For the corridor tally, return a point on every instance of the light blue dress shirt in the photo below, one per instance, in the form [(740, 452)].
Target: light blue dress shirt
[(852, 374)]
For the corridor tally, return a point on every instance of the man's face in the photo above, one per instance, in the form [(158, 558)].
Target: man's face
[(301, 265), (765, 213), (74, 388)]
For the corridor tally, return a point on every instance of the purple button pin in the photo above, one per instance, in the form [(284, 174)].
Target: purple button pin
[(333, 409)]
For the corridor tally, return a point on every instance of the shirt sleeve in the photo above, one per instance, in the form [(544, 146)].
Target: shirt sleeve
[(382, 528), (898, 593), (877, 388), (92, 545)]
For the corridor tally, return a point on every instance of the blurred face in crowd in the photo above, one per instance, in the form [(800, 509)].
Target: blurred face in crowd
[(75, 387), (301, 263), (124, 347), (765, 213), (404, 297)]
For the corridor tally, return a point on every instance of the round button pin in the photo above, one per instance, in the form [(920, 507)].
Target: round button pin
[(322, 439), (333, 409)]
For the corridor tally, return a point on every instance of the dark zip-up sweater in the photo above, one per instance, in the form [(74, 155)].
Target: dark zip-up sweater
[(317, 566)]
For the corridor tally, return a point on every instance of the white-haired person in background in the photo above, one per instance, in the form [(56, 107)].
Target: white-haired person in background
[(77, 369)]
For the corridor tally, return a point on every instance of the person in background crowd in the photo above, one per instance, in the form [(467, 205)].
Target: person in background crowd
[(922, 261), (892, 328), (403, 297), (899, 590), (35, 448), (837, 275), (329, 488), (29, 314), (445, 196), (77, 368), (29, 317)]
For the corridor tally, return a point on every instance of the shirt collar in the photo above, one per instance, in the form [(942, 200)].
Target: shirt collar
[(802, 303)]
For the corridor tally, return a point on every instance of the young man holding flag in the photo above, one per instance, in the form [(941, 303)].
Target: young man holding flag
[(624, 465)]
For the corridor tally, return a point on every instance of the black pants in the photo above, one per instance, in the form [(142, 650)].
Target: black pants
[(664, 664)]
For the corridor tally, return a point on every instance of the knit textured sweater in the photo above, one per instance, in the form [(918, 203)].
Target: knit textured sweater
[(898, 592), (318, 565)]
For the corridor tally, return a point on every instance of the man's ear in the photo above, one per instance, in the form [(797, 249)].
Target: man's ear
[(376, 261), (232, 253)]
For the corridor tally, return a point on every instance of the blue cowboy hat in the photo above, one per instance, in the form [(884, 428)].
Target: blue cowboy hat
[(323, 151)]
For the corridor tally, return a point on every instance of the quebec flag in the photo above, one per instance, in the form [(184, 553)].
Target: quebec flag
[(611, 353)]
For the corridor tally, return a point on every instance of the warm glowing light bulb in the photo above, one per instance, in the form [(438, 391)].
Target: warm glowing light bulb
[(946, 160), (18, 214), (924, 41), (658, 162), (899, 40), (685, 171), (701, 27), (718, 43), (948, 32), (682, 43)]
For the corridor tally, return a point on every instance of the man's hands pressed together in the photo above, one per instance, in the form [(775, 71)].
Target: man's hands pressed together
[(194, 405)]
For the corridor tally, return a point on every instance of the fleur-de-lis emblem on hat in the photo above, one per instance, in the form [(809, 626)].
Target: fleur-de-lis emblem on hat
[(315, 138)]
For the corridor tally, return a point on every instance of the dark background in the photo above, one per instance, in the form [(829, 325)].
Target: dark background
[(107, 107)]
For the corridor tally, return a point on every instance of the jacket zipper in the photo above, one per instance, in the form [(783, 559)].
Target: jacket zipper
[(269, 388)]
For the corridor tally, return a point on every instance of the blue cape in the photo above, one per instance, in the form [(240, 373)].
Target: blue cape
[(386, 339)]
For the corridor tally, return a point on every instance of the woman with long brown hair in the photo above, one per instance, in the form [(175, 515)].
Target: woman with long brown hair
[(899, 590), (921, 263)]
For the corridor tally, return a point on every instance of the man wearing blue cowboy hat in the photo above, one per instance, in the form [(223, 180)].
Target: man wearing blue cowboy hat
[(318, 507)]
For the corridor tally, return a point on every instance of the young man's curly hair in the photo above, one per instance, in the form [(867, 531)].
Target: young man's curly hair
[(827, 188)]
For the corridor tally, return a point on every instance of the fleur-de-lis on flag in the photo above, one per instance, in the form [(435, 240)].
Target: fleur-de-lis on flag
#####
WHAT THE EXERCISE ASKS: Every record must be returned exactly.

RESULT OF THE TASK:
For the corridor tally, return a point on every instance of the light blue dress shirt in the photo below, one per instance, in the form [(740, 452)].
Target: light blue dress shirt
[(852, 374)]
For the corridor tally, return a point on every instance of the man's face in the photo above, one per instance, in the form [(158, 558)].
Target: man's face
[(301, 265), (765, 213), (74, 388)]
For the corridor tally, return a point on every instance of the purple button pin in the photo above, one per instance, in the form [(284, 174)].
Target: purple button pin
[(333, 409)]
For the corridor tally, return a point on every instance of the shirt sleeve in the photo above, one per instance, in the form [(544, 146)].
Target: shirt sleeve
[(382, 528), (898, 593), (877, 388), (92, 545)]
For the corridor tally, return a point on every instance of the blurred face in crowd in the photo above, one per instance, in the form [(800, 509)].
Target: blurred face in crowd
[(75, 387), (301, 263), (124, 347), (765, 213), (404, 297)]
For the corridor tally, return a point on every instance of the round button pin in the photo above, one per instance, in the form [(920, 507)].
Target: round button pin
[(322, 439), (333, 409)]
For the corridor tally, return a point on every instance of the dark zip-up sweater in the photo above, one per instance, in the form [(74, 155)].
Target: dark zip-up sweater
[(317, 566)]
For the corridor tally, return a point on every instance of the white-haired person in background in the photo above, one per instance, in the form [(56, 107)].
Target: white-haired person in background
[(77, 369)]
For the corridor tally, return a point on every instance of the person in background crowd in the photo above, one per instance, in the form [(467, 205)].
Target: person in background crowd
[(922, 261), (892, 328), (403, 297), (899, 590), (35, 448), (837, 275), (329, 488), (29, 314), (445, 196), (77, 368), (29, 317)]
For the corridor tally, return a point on every instance of the shirt collar in the photo above, one per instance, in the form [(942, 200)].
Target: shirt collar
[(802, 303)]
For the corridor tally, return a point on every instance of the young man holding flag in the photo above, one per instance, in the form [(941, 303)].
Target: young man holding flag
[(624, 465)]
For the corridor tally, return a point on every instance of the black pants in the photo above, one per instance, in the form [(142, 650)].
Target: black pants
[(664, 664)]
For the corridor tally, return a point on every instance of the knit textured sweater in the photo above, one per instance, in the form [(918, 203)].
Target: knit textured sweater
[(898, 592), (318, 565)]
For the corridor tally, return a point on every instance of the man's ear in the photo above, one per instance, in the form [(797, 249)].
Target: man's ear
[(376, 261), (232, 253)]
For the corridor tally, return a point on every instance of the blue cowboy hat in the photo above, one per instance, in the form [(884, 428)].
Target: blue cowboy hat
[(323, 151)]
For the corridor tally, return a point on every instance of the quebec flag in the photo above, one per instance, in the form [(184, 553)].
Target: quebec flag
[(611, 353)]
For the corridor tally, return a point on every instance of the warm glowing light bulb in the photo above, one per instance, in the form [(438, 391)].
Target: warm glowing light bulb
[(946, 160), (18, 214), (924, 41), (658, 162), (899, 40), (685, 171), (701, 27), (718, 43), (948, 32), (682, 43)]
For the corridor tally, return a point on every instance of the man's hands pressed together in the photo above, one per instance, in the form [(775, 71)].
Target: man's hands pressed together
[(194, 405)]
For the corridor tally, return a point on every instance of the fleur-de-lis emblem on hat in the photo above, one per instance, in the form [(809, 626)].
Target: fleur-de-lis emblem on hat
[(315, 138)]
For the corridor tally, return a point on every instance of the dark background in the photo above, one per instance, in the form [(829, 325)].
Target: dark background
[(107, 107)]
For the corridor tally, return a point on every instance of the jacket zipper in the photo above, one per instance, in the form [(783, 559)].
Target: jacket zipper
[(269, 388)]
For the corridor tally, return a point on every instance of the blue cape in the photo above, one per instance, in the form [(240, 373)].
Target: blue cape
[(386, 339)]
For the corridor tally, return a point on every instance of the woman with long brown hair in the photo above, one per instance, in the form [(175, 515)].
Target: woman with long brown hair
[(899, 590), (921, 263)]
For the corridor tally, return a point on every instance of the man wearing blue cowboy hat in the photo above, one per instance, in the form [(223, 180)].
Target: man wearing blue cowboy hat
[(318, 507)]
For the corridor tally, return a point on every instance of the young man's curly hair in the photo above, one per instance, in the form [(867, 531)].
Target: young man's curly hair
[(827, 188)]
For the corridor tally, return a point on every instance of the fleur-de-lis on flag in the photo above, one per instance, in the form [(435, 240)].
Target: fleur-de-lis on flag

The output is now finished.